- REQUIRED WORK -
Report every line of the records that includes the word "item".

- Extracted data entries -
---*---
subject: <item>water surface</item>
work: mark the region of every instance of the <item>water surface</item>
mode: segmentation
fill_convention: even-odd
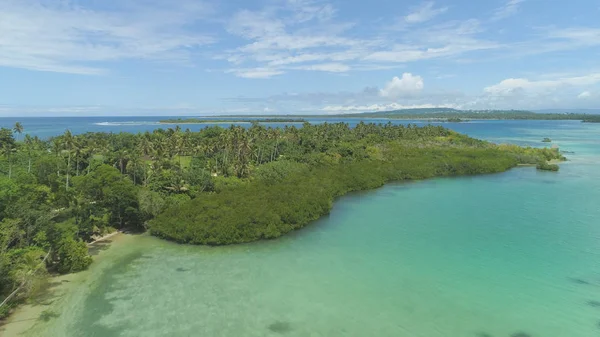
[[[275,241],[117,241],[29,336],[600,335],[600,125],[453,124],[543,146],[559,173],[390,184]]]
---*---
- TASK ANSWER -
subject: <item>water surface</item>
work: mark the region of every instance of the <item>water surface</item>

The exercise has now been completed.